*THE PROBLEM*:
Repeat exactly every line that comes at or after the line containing "# form, e.g.", through the end of the entries below.

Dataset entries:
————

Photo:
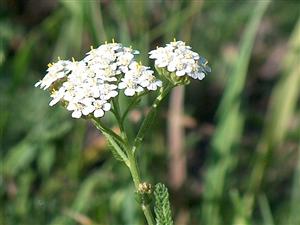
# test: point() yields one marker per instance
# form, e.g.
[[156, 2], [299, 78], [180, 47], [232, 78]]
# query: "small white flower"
[[178, 58], [107, 91], [137, 78], [76, 108], [57, 95], [100, 107], [55, 72]]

————

*EXERCISE SOLUTION*:
# form, e.g.
[[156, 2], [299, 78], [180, 47], [232, 78]]
# query: "small white flower"
[[178, 58], [107, 91], [137, 78], [76, 108], [57, 95], [100, 107], [55, 72]]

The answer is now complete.